## What you will do
Reproduce these lines without any change.

## Collected data entries
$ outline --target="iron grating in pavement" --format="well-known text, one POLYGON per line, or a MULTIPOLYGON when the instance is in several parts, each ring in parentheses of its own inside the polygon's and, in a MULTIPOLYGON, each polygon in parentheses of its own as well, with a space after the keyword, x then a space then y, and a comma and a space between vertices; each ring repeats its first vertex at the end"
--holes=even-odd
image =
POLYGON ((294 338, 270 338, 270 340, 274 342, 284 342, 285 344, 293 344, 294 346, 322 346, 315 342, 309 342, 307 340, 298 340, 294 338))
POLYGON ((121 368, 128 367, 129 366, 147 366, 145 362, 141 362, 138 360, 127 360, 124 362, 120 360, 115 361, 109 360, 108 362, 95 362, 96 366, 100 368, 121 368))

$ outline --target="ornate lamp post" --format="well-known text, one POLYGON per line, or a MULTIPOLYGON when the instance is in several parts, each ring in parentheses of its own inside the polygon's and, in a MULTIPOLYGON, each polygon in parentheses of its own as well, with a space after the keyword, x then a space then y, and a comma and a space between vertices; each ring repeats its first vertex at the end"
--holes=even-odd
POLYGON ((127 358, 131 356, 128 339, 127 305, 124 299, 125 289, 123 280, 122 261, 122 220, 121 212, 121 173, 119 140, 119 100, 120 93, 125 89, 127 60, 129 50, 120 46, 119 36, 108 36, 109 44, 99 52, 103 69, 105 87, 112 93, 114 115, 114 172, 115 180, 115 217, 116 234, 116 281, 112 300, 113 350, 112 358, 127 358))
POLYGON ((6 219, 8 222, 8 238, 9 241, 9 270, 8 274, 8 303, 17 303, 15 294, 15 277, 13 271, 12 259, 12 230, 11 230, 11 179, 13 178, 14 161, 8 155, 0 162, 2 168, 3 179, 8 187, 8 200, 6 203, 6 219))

## Exercise answer
$ outline --target="iron grating in pavement" --format="well-known text, one POLYGON per line, or a MULTIPOLYGON when the instance is in several parts, each ring in parentheses of its own inside the polygon's and, in a MULTIPOLYGON, each polygon in parentheses of its own as well, with a space after the keyword, x then a space then y, and a comma and a space between vertices; each ring repeats its first vertex at the end"
--holes=even-odd
image =
POLYGON ((294 338, 270 338, 270 340, 274 342, 284 342, 285 344, 293 344, 294 346, 322 346, 315 342, 309 342, 307 340, 298 340, 294 338))
POLYGON ((121 368, 128 367, 129 366, 147 366, 145 362, 141 362, 138 360, 127 360, 124 362, 120 360, 115 361, 109 360, 108 362, 95 362, 96 366, 100 368, 121 368))

$ outline --target="ornate lamp post" --format="well-known text, one POLYGON per line, or a MULTIPOLYGON when the instance is in several parts, each ring in parentheses of its own inside the polygon's and, in a MULTIPOLYGON, each polygon in parentheses of its own as well, with a space after the keyword, x then a space then y, and a comma and a space between vertices; each ring repeats its first vertex at the end"
--holes=even-odd
POLYGON ((127 358, 131 356, 128 339, 127 305, 124 299, 125 289, 123 280, 122 261, 122 220, 121 212, 121 173, 119 140, 119 100, 120 93, 125 89, 127 60, 129 50, 120 46, 119 36, 108 36, 109 44, 99 52, 103 69, 105 87, 112 93, 114 115, 114 172, 115 180, 115 217, 116 234, 116 281, 112 300, 113 350, 112 358, 127 358))
POLYGON ((6 219, 8 222, 8 238, 9 241, 9 270, 8 274, 8 303, 17 303, 15 294, 15 277, 13 271, 12 259, 12 230, 11 230, 11 179, 13 178, 14 161, 8 155, 0 162, 2 168, 3 179, 8 187, 8 200, 6 203, 6 219))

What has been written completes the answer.